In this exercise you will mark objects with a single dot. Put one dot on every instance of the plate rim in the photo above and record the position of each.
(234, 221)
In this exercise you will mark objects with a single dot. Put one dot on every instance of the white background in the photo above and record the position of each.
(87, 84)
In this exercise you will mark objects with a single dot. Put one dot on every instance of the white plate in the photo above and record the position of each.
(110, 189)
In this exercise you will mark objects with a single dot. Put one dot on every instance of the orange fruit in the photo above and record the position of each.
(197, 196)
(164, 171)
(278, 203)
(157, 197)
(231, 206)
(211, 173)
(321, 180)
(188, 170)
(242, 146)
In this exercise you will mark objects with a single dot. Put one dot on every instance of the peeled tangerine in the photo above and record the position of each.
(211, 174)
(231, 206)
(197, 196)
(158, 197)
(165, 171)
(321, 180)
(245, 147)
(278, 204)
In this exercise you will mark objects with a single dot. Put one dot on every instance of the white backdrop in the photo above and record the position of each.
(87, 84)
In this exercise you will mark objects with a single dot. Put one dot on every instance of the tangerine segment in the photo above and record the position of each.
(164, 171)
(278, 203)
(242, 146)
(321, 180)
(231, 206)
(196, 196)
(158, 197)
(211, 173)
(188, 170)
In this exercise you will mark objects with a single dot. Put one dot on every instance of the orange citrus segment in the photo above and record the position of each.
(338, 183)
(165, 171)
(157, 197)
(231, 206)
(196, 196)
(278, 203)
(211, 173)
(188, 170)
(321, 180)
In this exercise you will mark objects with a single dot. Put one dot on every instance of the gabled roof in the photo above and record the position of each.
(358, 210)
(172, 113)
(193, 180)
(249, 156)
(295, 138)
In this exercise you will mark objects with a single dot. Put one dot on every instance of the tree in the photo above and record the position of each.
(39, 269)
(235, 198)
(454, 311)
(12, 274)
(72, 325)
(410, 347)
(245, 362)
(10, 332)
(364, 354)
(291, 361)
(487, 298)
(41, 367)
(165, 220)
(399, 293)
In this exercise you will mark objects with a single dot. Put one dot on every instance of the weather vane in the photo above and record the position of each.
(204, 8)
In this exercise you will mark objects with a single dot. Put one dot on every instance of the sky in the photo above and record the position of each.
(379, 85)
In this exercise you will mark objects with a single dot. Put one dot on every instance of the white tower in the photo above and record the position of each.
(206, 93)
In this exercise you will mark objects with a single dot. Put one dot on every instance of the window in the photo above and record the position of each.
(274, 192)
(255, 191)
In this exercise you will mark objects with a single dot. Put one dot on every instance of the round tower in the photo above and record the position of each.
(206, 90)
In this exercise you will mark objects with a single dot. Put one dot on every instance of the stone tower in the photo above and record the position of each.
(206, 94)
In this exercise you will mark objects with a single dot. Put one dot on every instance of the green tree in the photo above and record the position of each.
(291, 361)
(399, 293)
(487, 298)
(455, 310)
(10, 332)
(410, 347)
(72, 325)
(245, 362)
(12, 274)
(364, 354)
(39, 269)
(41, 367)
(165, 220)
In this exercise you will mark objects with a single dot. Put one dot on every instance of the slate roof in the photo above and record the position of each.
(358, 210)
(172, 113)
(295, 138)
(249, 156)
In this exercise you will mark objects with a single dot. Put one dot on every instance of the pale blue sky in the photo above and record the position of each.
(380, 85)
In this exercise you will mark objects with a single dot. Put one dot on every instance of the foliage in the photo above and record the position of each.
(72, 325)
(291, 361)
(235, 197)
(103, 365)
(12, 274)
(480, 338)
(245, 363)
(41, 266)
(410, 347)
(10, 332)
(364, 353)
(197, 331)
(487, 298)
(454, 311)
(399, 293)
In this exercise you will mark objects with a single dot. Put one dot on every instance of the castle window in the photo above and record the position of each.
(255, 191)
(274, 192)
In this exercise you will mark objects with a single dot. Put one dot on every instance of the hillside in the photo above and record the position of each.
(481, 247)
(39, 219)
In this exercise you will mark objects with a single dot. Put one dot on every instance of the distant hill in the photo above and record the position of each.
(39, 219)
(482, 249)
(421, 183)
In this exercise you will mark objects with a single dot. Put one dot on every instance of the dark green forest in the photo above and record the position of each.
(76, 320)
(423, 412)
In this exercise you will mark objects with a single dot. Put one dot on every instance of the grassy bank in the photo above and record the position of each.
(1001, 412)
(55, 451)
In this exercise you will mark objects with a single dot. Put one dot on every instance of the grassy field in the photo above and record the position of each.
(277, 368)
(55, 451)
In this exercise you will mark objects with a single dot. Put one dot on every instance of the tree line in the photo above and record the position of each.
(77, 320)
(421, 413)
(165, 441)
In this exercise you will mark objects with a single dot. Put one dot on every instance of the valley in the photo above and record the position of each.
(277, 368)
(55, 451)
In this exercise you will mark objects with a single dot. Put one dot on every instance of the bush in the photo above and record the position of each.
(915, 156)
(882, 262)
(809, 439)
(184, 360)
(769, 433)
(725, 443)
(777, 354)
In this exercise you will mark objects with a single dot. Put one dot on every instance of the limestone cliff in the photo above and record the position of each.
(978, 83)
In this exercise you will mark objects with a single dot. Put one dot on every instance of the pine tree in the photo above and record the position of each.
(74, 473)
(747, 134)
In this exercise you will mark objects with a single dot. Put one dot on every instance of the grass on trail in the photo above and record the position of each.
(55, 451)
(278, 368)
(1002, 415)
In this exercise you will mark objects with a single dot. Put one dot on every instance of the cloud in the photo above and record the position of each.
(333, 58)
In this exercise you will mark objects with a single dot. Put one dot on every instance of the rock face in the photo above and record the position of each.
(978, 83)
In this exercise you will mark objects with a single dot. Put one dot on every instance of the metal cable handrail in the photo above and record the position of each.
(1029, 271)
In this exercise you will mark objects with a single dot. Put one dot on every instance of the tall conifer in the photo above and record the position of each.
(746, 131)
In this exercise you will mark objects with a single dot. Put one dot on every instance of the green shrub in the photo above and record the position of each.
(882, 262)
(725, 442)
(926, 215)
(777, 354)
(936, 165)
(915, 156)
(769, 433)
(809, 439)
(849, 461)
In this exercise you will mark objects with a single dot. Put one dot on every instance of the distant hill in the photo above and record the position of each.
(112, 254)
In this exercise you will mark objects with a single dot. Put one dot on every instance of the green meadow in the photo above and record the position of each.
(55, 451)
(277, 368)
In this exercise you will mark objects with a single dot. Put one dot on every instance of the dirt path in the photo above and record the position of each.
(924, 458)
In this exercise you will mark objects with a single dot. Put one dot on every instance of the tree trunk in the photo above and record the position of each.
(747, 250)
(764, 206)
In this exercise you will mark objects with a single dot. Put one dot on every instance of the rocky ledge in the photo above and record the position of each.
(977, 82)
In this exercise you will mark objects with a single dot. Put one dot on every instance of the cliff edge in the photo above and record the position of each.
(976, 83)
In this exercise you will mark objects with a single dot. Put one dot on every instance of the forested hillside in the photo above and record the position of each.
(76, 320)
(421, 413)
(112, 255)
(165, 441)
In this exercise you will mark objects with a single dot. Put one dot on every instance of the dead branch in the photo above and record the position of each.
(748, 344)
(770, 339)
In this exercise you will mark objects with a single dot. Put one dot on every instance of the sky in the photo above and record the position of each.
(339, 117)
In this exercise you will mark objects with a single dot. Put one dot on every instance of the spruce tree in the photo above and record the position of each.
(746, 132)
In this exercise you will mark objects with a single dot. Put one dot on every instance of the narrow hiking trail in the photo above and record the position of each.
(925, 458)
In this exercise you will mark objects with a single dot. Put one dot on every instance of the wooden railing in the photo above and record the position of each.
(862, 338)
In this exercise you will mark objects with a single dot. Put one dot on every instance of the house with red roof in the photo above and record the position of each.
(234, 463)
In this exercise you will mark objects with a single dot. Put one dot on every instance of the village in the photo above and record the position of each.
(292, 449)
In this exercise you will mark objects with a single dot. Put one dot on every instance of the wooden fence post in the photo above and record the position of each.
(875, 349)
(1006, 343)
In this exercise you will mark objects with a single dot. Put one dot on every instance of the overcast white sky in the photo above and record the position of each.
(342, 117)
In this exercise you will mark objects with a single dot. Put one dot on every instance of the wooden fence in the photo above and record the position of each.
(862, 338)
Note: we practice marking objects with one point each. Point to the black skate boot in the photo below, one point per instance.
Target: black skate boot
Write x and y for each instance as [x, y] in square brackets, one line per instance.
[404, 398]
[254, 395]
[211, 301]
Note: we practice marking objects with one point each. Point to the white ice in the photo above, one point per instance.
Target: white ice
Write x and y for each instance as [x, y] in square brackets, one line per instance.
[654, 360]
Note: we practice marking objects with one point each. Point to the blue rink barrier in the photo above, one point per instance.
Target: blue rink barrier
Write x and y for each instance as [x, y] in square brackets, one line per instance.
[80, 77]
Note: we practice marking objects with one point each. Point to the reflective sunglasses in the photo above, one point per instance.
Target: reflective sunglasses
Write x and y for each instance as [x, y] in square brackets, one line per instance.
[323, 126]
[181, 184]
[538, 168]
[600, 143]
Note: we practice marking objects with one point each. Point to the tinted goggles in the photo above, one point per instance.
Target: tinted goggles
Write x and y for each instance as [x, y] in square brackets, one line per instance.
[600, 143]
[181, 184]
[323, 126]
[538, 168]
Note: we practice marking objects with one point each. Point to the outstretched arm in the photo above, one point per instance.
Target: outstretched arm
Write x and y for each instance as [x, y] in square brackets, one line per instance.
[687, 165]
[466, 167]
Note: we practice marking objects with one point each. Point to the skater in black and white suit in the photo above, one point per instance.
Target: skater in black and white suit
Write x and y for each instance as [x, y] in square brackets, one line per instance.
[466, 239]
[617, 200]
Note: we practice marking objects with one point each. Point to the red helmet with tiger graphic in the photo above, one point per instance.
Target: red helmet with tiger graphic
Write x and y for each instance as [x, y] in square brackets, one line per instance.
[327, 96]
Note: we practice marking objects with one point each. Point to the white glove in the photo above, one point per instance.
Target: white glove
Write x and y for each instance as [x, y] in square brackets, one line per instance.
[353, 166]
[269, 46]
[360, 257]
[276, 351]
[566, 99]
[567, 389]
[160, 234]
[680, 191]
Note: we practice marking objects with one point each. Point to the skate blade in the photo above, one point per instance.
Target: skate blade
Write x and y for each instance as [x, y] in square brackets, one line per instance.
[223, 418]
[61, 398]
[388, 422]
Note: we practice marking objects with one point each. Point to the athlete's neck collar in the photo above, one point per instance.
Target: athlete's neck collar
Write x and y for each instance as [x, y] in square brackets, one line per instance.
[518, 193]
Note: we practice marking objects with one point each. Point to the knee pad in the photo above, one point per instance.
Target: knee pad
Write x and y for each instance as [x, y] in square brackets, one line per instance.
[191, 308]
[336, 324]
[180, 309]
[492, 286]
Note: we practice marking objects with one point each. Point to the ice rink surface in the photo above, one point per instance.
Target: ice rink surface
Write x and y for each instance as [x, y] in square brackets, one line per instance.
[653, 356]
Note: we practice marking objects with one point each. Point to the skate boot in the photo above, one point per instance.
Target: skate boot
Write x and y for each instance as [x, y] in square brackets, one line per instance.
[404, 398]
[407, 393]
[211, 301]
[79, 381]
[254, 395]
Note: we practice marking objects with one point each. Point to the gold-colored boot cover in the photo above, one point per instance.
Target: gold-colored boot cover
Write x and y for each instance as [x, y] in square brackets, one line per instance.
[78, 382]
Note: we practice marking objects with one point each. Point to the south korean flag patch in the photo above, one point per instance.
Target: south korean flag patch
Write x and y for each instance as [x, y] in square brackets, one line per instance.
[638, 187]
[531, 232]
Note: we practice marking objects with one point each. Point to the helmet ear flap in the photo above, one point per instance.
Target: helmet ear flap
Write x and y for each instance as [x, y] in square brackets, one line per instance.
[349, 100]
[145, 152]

_What to do_: Switch "grass on trail" to "grass on path" in the lines from the line with "of the pine" up to and including the line with "(1002, 415)". Return only those lines, with nothing else in them changed.

_Answer to the exercise_:
In this exercise you will mark objects with a single dot. Put one dot on every instance of the pine tree in the photo above and record the position of each.
(74, 473)
(747, 134)
In this exercise you will mark objects with a single dot. Put one dot on every instance of the grass on path in the photo above and record the position of each.
(55, 451)
(278, 368)
(1002, 415)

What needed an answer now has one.